[[ Selected passage, beginning ]]

Thursday, August 25, 2011

Assessing the Dental Offer

Our friend Carl Guthrie of ETS Dental has kindly allowed us to share these valuable tips for dental associates/specialists in assesing their offer. If you are looking for a dental practice to join, your first call or email should be to Carl.

You’ve had the interview and the practice makes an offer.

Now what do you do? Is it a good offer, great offer, or a time bomb ready to blow up in your face?

Maybe you are trying to choose between more than one offer. Perhaps you are trying to determine whether you should take the first job you’ve been offered. We are here to help. Even if your offer is not from one of our clients, we would be happy to give you an assessment of how it stacks up.

Before you accept an offer, you need to be able to answer the following questions:

Will you be paid a percentage of collections or production?

What is included in these numbers?

Would most of your patients be Fee-for-Service, PPO, Traditional Insurance, Medicaid, HMO?

Will you have a full schedule from day one or will there be a ramp-up period?

Is there a guarantee? (Hourly, Daily, Weekly, Monthly)

What is the restrictive covenant? What is a reasonable distance?

How much notice needs to be given if things don’t work out?

Is there a clear documented path to practice partnership or ownership?

What are the practices fees?

[[ Selected passage, end ]]

Exercise A
Rewrite the passage on assessing a dental job offer from the words "Assessing the Dental" through "it stacks up.", changing "interview" to "first meeting".
Exercise B
Extend the text on assessing a dental job offer, picking up after its last sentence.

[[ Given material, beginning ]]

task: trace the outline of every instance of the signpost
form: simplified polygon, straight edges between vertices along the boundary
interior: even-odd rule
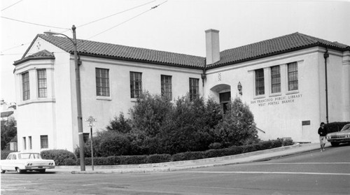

[[ Given material, end ]]

Written answer A
Assessing the Dental Offer

Our friend Carl Guthrie of ETS Dental has kindly allowed us to share these valuable tips for dental associates/specialists in assesing their offer. If you are looking for a dental practice to join, your first call or email should be to Carl.

You’ve had the first meeting and the practice makes an offer.

Now what do you do? Is it a good offer, great offer, or a time bomb ready to blow up in your face?

Maybe you are trying to choose between more than one offer. Perhaps you are trying to determine whether you should take the first job you’ve been offered. We are here to help. Even if your offer is not from one of our clients, we would be happy to give you an assessment of how it stacks up.

Written answer B
Is it better to get 25% of production, with a full schedule in a fee-for-service, high-end practice or 40% of collections in a discounted fee-schedule, insurance-driven practice?

Is it better to make less during the first year in a practice that you could own in two years or make more in a practice where you will always be an employee?

Would it be smarter to accept an offer near my friends and my Dental school making a salary of $8,000 a month or move 50 minutes away and make between $150,000 and $200,000 my first year?

These are difficult and often life-changing decisions. We will be happy to talk you through the pros and cons of an offer. We will give you a candid assessment and helpful feedback. If the offer is from one of our client practices, we will be happy to intercede with reasonable questions or suggestions about how to structure the contract in a fashion that would provide more of a win-win arrangement.